▶ [Encargo]: Prolonga el texto sobre el género de terror y la residencia de ancianos de Alcobendas a partir de su última oración.

Una de las claves del género de terror es poner a los personajes en situaciones raras o inesperadas, en mordernos allá donde no lo esperábamos. En darle un cuchillo al más inocente en apariencia. Nadie se espera que sean los críos quienes den pasaporte a los adultos en la terrorífica “¿Quién puede matar a un niño?”, culpable de algunas de mis pesadillas de infancia; nadie se espera que una señora que consume novela rosa cobije dentro a una psicópata, como en “Misery”; nadie se espera el intercambio de roles de los torturadores de “Hostel 2”; ¿y qué decir del abuelo matarife de la primera versión de “La matanza de Texas”, momificado y con un mazo en la mano que, se supone, debe romper la nuca de la víctima?; ¿y de los niños ávidos de crueldades que comparecen en la estupenda novela “La chica de al lado”? Podríamos seguir dando ejemplos hasta aburrir al personal. Cuando lo insólito irrumpe en el terror, la obra da más miedo. Cuando el verdugo es quien se convierte en víctima y el carcelero en preso y el policía en abusador y el niño en un monstruo y la señora en una desequilibrada con hacha y soluciones drásticas. Eso siempre garantiza el miedo.
Una novela de terror es la que hemos leído en una noticia aparecida en la prensa después de emitirse un reportaje de cámara oculta en “El programa de AR”. Al parecer, en una residencia de ancianos de Alcobendas, o sea, en Madrid, el tercer piso ofrece una imagen digna de un filme de terror. Ancianos atados a las sillas, babeando por culpa del exceso de medicación, dormidos sobre los platos de comida. Ancianos amarrados a sus camas, o implorando para que les cambien el pañal, o con marcas de moratones. Una planta sin higiene, atufada por la suciedad y los vómitos. Con viejos medio desnudos o, en algún caso y según cuentan, con gusanos comiendo de sus heridas. Una redactora, provista de cámara oculta, subió hasta la tercera planta, donde se encontró con este nido de horrores: personas a quienes les han robado la dignidad. Pero el punto más espeluznante no lo ofrecen esos hombres y mujeres medio abandonados y en pésimas condiciones de salud, sino la empleada. La empleada que ríe con sadismo cuando un anciano cae redondo o cuando les obliga a tragarse la pastilla. Ahí es donde reside el terror que el género busca: en lo insólito, en lo inesperado. En “Alguien voló sobre el nido del cuco” uno se esperaba que los pacientes dieran miedo al espectador y luego sucedía lo contrario: eran los celadores quienes asustaban y, sobre todo, la directora que actuaba con mano dura y no dudaba en emplear los medios más brutales para subsanar la conducta errática de los enfermos. Se supone que, en una residencia de ancianos, el encargado de cuidarlos debe tener catadura de ángel, igual que lo tienen algunas enfermeras cuando uno está ingresado en un hospital. En esta residencia de Alcobendas ha ocurrido lo contrario con esta empleada.

▶ [Extractos de registros]:
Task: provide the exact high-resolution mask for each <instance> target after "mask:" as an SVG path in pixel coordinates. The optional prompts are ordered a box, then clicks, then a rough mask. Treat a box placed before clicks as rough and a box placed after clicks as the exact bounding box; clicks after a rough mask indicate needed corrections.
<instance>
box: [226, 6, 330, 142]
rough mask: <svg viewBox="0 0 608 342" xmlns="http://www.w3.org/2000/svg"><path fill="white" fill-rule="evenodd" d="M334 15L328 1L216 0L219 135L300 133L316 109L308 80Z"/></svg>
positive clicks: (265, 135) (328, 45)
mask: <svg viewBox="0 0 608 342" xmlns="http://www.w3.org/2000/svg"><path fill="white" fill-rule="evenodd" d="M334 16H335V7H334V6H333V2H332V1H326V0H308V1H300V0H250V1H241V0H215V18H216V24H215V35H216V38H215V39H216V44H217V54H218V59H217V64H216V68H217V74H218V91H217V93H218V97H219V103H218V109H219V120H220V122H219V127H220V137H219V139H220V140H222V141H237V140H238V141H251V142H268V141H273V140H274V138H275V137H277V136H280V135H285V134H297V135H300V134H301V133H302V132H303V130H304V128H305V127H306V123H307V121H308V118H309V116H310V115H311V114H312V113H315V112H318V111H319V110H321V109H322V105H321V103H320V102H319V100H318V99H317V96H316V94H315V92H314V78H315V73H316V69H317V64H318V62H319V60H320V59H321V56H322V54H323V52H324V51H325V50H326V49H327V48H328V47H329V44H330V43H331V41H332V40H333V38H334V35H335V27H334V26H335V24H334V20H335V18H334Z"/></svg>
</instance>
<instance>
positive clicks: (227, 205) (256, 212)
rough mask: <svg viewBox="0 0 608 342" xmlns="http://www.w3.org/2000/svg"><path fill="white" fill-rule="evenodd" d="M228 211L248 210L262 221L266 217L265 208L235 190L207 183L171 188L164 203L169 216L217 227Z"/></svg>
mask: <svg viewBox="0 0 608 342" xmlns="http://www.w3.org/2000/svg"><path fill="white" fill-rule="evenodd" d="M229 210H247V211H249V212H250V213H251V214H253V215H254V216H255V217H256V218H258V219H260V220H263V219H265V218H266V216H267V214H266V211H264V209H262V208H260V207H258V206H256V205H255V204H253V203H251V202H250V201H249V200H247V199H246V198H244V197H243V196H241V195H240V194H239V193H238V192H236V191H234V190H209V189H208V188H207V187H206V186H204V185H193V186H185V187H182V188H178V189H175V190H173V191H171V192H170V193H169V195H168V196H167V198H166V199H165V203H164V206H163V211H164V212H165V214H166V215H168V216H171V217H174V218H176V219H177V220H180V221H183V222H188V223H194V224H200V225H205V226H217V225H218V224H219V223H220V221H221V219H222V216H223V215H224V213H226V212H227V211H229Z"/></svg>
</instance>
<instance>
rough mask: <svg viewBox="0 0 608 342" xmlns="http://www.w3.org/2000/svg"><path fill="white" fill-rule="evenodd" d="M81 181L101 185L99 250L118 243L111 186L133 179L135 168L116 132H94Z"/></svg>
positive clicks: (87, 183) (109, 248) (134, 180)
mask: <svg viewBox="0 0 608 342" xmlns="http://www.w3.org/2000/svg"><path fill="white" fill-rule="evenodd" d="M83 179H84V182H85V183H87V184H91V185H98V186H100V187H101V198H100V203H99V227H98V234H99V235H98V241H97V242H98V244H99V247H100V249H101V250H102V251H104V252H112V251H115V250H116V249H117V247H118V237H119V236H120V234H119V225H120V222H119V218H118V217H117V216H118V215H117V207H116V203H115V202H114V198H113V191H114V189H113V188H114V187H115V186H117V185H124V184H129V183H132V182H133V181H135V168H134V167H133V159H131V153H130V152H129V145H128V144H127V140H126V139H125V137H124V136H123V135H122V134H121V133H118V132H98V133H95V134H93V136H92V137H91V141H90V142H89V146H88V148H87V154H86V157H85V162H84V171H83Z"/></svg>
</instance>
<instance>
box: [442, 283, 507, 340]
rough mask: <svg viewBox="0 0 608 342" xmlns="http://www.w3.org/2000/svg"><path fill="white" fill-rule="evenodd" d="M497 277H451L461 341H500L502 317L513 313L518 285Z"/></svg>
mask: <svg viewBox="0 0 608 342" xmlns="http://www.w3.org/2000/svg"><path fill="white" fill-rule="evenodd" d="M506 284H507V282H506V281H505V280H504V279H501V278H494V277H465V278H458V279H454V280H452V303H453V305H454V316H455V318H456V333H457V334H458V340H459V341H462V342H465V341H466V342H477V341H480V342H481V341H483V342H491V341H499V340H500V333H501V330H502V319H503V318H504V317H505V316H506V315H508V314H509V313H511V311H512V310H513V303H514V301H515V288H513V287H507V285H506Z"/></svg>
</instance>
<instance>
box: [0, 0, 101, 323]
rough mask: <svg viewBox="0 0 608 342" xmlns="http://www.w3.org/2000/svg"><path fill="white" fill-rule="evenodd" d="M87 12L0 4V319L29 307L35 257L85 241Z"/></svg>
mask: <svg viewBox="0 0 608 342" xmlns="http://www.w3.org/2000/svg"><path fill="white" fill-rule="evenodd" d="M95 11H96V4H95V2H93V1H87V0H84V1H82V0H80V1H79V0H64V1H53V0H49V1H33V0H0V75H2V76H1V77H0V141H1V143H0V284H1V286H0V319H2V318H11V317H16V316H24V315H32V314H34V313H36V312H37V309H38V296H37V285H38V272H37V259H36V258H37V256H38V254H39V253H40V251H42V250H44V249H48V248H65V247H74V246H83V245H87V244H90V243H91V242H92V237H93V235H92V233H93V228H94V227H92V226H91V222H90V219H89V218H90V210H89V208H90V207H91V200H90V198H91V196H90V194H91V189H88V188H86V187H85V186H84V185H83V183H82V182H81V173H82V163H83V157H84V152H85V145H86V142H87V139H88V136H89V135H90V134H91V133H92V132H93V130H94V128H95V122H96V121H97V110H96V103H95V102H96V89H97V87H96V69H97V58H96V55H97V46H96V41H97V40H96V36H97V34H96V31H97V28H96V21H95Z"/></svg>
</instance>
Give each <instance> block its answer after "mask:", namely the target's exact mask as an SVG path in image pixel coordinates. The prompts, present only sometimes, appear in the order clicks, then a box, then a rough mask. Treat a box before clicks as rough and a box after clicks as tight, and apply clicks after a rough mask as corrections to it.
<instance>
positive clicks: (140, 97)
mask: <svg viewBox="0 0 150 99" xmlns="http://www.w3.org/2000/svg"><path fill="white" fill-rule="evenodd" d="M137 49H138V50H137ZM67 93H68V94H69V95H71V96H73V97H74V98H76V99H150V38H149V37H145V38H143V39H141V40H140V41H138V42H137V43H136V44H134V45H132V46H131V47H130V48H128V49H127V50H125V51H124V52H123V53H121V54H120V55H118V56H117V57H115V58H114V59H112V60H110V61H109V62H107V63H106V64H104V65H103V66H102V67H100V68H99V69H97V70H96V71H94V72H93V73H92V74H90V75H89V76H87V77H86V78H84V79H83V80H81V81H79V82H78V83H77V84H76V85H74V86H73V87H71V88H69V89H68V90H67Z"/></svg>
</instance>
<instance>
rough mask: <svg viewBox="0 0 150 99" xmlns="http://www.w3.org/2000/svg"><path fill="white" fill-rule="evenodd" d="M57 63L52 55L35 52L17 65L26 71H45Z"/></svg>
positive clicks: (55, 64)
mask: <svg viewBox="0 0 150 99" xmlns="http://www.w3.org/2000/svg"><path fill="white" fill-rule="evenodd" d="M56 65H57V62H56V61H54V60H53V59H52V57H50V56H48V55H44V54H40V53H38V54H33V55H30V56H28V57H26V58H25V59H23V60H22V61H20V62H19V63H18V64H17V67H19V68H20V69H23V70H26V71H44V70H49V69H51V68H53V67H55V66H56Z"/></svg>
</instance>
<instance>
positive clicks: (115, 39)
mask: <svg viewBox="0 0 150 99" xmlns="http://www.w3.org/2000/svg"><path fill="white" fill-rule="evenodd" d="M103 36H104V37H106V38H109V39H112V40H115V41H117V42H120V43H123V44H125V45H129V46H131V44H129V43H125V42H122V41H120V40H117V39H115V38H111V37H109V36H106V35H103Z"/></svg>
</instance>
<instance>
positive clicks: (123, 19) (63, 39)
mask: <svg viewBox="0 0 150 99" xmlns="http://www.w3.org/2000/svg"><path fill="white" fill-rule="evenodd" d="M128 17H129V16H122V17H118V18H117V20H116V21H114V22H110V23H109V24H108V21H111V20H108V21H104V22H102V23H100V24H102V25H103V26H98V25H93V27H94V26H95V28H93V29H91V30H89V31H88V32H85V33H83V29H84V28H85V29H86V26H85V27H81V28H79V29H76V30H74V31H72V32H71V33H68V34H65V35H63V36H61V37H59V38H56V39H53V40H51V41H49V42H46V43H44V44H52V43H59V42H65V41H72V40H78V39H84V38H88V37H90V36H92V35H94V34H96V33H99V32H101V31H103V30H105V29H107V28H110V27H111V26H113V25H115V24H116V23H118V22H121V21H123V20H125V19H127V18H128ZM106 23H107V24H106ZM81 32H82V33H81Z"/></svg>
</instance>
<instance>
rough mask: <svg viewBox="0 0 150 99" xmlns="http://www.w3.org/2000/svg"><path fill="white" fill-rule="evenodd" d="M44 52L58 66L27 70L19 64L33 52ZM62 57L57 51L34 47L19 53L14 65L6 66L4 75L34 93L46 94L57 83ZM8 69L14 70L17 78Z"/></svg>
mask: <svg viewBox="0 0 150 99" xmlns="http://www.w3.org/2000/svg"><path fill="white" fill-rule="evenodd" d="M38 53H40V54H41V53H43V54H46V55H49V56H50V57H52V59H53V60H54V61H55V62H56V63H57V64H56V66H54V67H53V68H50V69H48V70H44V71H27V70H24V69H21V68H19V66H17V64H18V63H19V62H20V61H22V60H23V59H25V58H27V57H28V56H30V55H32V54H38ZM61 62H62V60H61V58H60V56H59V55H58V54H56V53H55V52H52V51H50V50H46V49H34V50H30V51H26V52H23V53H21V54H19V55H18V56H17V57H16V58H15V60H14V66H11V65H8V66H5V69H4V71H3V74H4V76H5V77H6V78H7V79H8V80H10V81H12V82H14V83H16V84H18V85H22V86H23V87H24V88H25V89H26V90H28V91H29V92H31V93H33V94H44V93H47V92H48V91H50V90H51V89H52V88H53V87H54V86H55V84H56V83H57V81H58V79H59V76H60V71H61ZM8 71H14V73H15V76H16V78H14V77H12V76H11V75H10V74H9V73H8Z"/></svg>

▶ [Respuesta redactada]:
El relato de los periódicos se me antoja bastante sádico. No necesito acudir a las imágenes grabadas por Telecinco. Aunque una imagen valga mil palabras, a veces mil palabras poseen la ventaja de permitir que nuestra imaginación vuele. Y a menudo vuela demasiado alto. Tampoco necesito buscar esas imágenes por no tragarme nada de “El programa de AR”, un producto diseñado para marujas (y en el que participan, según tengo entendido, cuatro o cinco petardos de la escena del corazón). No es la primera vez que tenemos noticia de cosas parecidas: pensiones sometidas al desequilibrio de sus dueños, residencias donde tratan a los ancianos como animales de carga y cosas así. El género de terror, ya digo.